[Location identification entries]

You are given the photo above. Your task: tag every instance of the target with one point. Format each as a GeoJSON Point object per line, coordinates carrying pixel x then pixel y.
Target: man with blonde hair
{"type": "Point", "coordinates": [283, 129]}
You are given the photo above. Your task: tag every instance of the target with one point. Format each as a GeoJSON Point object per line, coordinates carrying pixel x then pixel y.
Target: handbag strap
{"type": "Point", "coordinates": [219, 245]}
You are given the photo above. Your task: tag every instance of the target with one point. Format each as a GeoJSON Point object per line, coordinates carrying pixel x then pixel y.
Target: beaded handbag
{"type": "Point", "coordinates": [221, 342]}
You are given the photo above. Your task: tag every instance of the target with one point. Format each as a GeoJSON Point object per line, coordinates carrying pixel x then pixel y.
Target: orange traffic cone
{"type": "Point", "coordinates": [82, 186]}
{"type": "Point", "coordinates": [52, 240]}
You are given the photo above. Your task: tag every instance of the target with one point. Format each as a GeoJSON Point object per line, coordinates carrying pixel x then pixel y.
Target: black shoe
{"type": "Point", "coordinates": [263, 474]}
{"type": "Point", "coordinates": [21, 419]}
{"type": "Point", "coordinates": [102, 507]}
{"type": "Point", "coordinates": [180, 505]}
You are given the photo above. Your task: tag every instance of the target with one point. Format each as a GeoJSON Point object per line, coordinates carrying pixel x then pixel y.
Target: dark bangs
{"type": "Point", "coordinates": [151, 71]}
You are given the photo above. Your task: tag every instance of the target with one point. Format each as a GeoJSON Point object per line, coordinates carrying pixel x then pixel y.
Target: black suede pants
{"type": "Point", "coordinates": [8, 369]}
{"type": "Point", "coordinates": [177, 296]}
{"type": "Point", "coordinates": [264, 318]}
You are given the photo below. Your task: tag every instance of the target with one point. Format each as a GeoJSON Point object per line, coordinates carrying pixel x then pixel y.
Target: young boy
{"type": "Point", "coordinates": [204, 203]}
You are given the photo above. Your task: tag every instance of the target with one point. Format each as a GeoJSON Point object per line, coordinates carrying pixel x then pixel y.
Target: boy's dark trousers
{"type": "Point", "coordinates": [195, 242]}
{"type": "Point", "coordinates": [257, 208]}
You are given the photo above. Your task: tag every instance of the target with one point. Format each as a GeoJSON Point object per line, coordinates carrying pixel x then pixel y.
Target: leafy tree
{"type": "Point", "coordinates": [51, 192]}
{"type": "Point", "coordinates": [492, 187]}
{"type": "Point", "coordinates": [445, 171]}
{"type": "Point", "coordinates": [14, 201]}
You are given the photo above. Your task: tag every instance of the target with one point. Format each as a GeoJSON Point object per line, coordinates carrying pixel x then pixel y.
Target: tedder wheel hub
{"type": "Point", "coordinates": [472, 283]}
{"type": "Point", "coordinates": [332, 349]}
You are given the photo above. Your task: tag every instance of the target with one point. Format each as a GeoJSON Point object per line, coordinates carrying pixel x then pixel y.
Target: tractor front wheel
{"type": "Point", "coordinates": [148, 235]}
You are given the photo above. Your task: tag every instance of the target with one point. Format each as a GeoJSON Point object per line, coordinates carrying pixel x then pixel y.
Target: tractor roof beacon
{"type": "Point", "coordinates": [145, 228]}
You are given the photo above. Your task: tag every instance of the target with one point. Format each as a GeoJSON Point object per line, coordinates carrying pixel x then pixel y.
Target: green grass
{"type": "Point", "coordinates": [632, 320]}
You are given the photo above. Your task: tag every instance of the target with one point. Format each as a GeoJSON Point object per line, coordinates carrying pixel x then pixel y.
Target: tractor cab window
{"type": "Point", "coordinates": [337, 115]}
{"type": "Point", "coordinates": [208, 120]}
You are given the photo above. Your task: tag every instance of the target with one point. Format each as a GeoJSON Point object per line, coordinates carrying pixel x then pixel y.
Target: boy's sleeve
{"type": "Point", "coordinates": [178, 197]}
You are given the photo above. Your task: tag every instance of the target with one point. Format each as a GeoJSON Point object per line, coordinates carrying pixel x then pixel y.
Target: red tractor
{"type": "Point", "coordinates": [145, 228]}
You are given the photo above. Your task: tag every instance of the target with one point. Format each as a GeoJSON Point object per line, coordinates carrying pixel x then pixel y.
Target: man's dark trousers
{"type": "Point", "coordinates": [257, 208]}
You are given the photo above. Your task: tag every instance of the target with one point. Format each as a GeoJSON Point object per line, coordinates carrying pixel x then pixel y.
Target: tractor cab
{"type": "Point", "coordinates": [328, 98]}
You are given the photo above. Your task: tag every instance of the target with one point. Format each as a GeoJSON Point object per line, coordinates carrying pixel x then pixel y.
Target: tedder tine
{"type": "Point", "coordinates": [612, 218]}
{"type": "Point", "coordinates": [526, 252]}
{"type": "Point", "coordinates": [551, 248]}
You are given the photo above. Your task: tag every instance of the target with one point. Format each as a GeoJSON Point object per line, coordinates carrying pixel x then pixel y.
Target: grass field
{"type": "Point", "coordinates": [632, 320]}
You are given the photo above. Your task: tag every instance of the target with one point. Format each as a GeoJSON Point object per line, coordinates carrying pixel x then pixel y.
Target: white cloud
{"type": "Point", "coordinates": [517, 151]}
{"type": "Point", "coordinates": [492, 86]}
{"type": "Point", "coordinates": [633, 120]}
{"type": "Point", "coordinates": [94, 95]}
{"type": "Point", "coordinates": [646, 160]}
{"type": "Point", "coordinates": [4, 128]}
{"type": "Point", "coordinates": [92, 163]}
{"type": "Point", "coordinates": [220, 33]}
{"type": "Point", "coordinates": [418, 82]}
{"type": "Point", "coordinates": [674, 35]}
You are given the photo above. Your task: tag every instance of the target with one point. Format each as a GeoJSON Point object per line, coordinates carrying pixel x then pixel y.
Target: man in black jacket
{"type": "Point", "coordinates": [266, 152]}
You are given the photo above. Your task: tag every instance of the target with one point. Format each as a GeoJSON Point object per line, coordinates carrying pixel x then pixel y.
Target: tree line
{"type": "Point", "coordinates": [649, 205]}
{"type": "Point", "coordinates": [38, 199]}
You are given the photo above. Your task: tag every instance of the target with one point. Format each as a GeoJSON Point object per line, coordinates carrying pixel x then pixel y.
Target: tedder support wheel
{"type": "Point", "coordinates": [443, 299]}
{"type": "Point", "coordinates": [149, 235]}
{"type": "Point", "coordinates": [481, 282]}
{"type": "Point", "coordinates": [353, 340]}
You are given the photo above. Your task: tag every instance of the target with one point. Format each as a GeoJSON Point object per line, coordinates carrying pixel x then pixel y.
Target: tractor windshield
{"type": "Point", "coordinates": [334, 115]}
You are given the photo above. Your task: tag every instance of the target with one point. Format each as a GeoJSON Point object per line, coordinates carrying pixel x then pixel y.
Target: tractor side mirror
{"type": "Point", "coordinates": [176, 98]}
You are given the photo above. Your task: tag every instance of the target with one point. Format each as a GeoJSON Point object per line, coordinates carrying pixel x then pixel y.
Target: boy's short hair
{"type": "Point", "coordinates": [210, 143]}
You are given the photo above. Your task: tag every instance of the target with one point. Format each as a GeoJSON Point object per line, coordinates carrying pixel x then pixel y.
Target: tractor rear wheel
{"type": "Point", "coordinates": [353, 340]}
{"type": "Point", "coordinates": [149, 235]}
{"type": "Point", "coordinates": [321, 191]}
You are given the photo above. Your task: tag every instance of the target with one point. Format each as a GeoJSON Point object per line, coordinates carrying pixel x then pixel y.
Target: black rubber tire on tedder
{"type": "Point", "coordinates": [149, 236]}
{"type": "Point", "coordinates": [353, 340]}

#### Exercise brief:
Each entry is to be returned in full, character for character.

#### Response to this exercise:
You are given the photo above. Your task: tag every instance of the target with one point. Format each as a GeoJSON Point object per line, coordinates carrying pixel x then pixel y.
Target: man with blonde hair
{"type": "Point", "coordinates": [283, 129]}
You are given the photo above. Your task: tag every instance of the target with one point. Format each as a GeoJSON Point object per line, coordinates carrying pixel x then pixel y.
Target: handbag strap
{"type": "Point", "coordinates": [219, 245]}
You are given the photo above. Your task: tag every instance of the target with one point. Format each as a GeoJSON Point object per line, coordinates carrying pixel x then pixel y.
Target: beaded handbag
{"type": "Point", "coordinates": [221, 342]}
You are given the photo above. Your task: tag every instance of the target with one point. Format each as a GeoJSON Point object per line, coordinates carrying pixel x then pixel y.
Target: orange traffic cone
{"type": "Point", "coordinates": [82, 186]}
{"type": "Point", "coordinates": [52, 240]}
You are given the photo above. Your task: tag every instance of the target with one point. Format each as a GeoJSON Point object per line, coordinates carrying pixel x then pixel y.
Target: black shoe
{"type": "Point", "coordinates": [263, 474]}
{"type": "Point", "coordinates": [21, 419]}
{"type": "Point", "coordinates": [102, 507]}
{"type": "Point", "coordinates": [180, 505]}
You are given the photo above. Your task: tag every instance of the target with one point. Format each as a GeoJSON Point object per line, coordinates carrying pixel x then pixel y.
Target: dark bangs
{"type": "Point", "coordinates": [151, 71]}
You are given the photo above. Your task: tag every instance of the target with one point. Format each as a GeoJSON Point object per line, coordinates carrying pixel x then pixel y.
Target: black suede pants
{"type": "Point", "coordinates": [8, 369]}
{"type": "Point", "coordinates": [177, 296]}
{"type": "Point", "coordinates": [264, 318]}
You are given the photo below. Your task: tag every instance of the target with one point. Format each as a GeoJSON Point object per line, coordinates carrying pixel x then pixel y.
Target: young boy
{"type": "Point", "coordinates": [204, 203]}
You are given the photo above. Your task: tag every instance of the target with one point. Format each as a GeoJSON Point object per line, coordinates carrying pixel x then pixel y.
Target: boy's dark trousers
{"type": "Point", "coordinates": [195, 242]}
{"type": "Point", "coordinates": [257, 208]}
You are given the photo above. Your task: tag every instance of the target with one point. Format each as a GeoJSON Point object per line, coordinates carrying pixel x then pixel y.
Target: leafy tree
{"type": "Point", "coordinates": [51, 192]}
{"type": "Point", "coordinates": [492, 187]}
{"type": "Point", "coordinates": [445, 171]}
{"type": "Point", "coordinates": [14, 201]}
You are given the photo above. Your task: tag every instance of the target with one point. Format each as a GeoJSON Point object per line, coordinates carrying pixel x then pixel y.
Target: tedder wheel hub
{"type": "Point", "coordinates": [472, 283]}
{"type": "Point", "coordinates": [332, 349]}
You are given the photo above. Your task: tag every instance of the target with one point. Format each as a GeoJSON Point object per line, coordinates carrying pixel x then pixel y.
Target: tractor front wheel
{"type": "Point", "coordinates": [148, 235]}
You are given the photo above. Your task: tag every instance of the target with one point. Format each as a GeoJSON Point object per line, coordinates carrying pixel x then pixel y.
Target: tractor roof beacon
{"type": "Point", "coordinates": [145, 228]}
You are given the photo above. Your task: tag every instance of the target with one point. Format each as a GeoJSON Point object per line, coordinates carrying pixel x then pixel y.
Target: green grass
{"type": "Point", "coordinates": [632, 320]}
You are given the photo above. Your task: tag every instance of the target with one point. Format each as a GeoJSON Point object per line, coordinates carrying pixel x then pixel y.
Target: tractor cab window
{"type": "Point", "coordinates": [337, 115]}
{"type": "Point", "coordinates": [208, 120]}
You are given the photo above. Your task: tag every instance of the target with one point. Format each as a GeoJSON Point object per line, coordinates carrying pixel x then pixel y.
Target: boy's sleeve
{"type": "Point", "coordinates": [178, 197]}
You are given the photo above. Your task: tag every instance of the target with one point. Format each as a GeoJSON Point object per line, coordinates carrying pixel x then pixel y.
Target: red tractor
{"type": "Point", "coordinates": [145, 228]}
You are given the photo above. Your task: tag every instance of the target with one point. Format each as a GeoJSON Point object per line, coordinates carrying pixel x then pixel y.
Target: man's dark trousers
{"type": "Point", "coordinates": [257, 208]}
You are given the photo above. Your task: tag every instance of the target with one point. Format each as a GeoJSON Point object per line, coordinates carrying pixel x then pixel y.
Target: tractor cab
{"type": "Point", "coordinates": [328, 98]}
You are given the photo above. Your task: tag every instance of the target with one point. Format each as a GeoJSON Point object per line, coordinates carrying pixel x then pixel y.
Target: tedder tine
{"type": "Point", "coordinates": [612, 218]}
{"type": "Point", "coordinates": [526, 252]}
{"type": "Point", "coordinates": [551, 248]}
You are given the photo above. Your task: tag every instance of the target with one point. Format each as a GeoJSON Point object per line, coordinates carrying pixel x then pixel y.
Target: grass field
{"type": "Point", "coordinates": [632, 320]}
You are given the photo above. Your task: tag every instance of the target with one point. Format each as a GeoJSON Point object per line, coordinates carrying pixel x then pixel y.
Target: white cloud
{"type": "Point", "coordinates": [517, 151]}
{"type": "Point", "coordinates": [492, 86]}
{"type": "Point", "coordinates": [633, 120]}
{"type": "Point", "coordinates": [94, 95]}
{"type": "Point", "coordinates": [646, 160]}
{"type": "Point", "coordinates": [4, 128]}
{"type": "Point", "coordinates": [92, 163]}
{"type": "Point", "coordinates": [220, 33]}
{"type": "Point", "coordinates": [418, 82]}
{"type": "Point", "coordinates": [674, 35]}
You are given the photo above. Your task: tag every instance of the target with one point. Format each as a GeoJSON Point object per line, coordinates carrying pixel x then pixel y.
Target: man in black jacket
{"type": "Point", "coordinates": [266, 152]}
You are given the photo above. Your task: tag every instance of the target with one point. Format each as a GeoJSON Point object per line, coordinates carrying pixel x then pixel y.
Target: tree line
{"type": "Point", "coordinates": [649, 205]}
{"type": "Point", "coordinates": [38, 199]}
You are given the photo above. Your task: tag every instance of the target with one point. Format each as a GeoJSON Point object per line, coordinates carrying pixel x then pixel y.
Target: tedder support wheel
{"type": "Point", "coordinates": [443, 299]}
{"type": "Point", "coordinates": [149, 235]}
{"type": "Point", "coordinates": [481, 282]}
{"type": "Point", "coordinates": [353, 340]}
You are given the photo above. Your task: tag every instance of the target with one point. Format each as a GeoJSON Point object per line, coordinates carrying pixel x then pixel y.
Target: tractor windshield
{"type": "Point", "coordinates": [334, 115]}
You are given the photo above. Your task: tag every instance of the target with one point. Format each as a GeoJSON Point object per line, coordinates carrying pixel x then pixel y.
Target: tractor side mirror
{"type": "Point", "coordinates": [176, 98]}
You are given the photo above. Your task: tag every instance of the target with one point. Format each as a GeoJSON Point object per line, coordinates carrying pixel x then pixel y.
Target: boy's short hair
{"type": "Point", "coordinates": [210, 143]}
You are given the photo above. Your task: tag every instance of the target with one point. Format each as a GeoJSON Point object per line, coordinates carrying pixel x then pixel y.
Target: tractor rear wheel
{"type": "Point", "coordinates": [353, 340]}
{"type": "Point", "coordinates": [149, 235]}
{"type": "Point", "coordinates": [321, 191]}
You are given the photo above. Your task: tag every instance of the target with one point. Format each as a GeoJSON Point object per line, coordinates carrying pixel x then pixel y.
Target: black rubber tire on tedder
{"type": "Point", "coordinates": [149, 236]}
{"type": "Point", "coordinates": [353, 340]}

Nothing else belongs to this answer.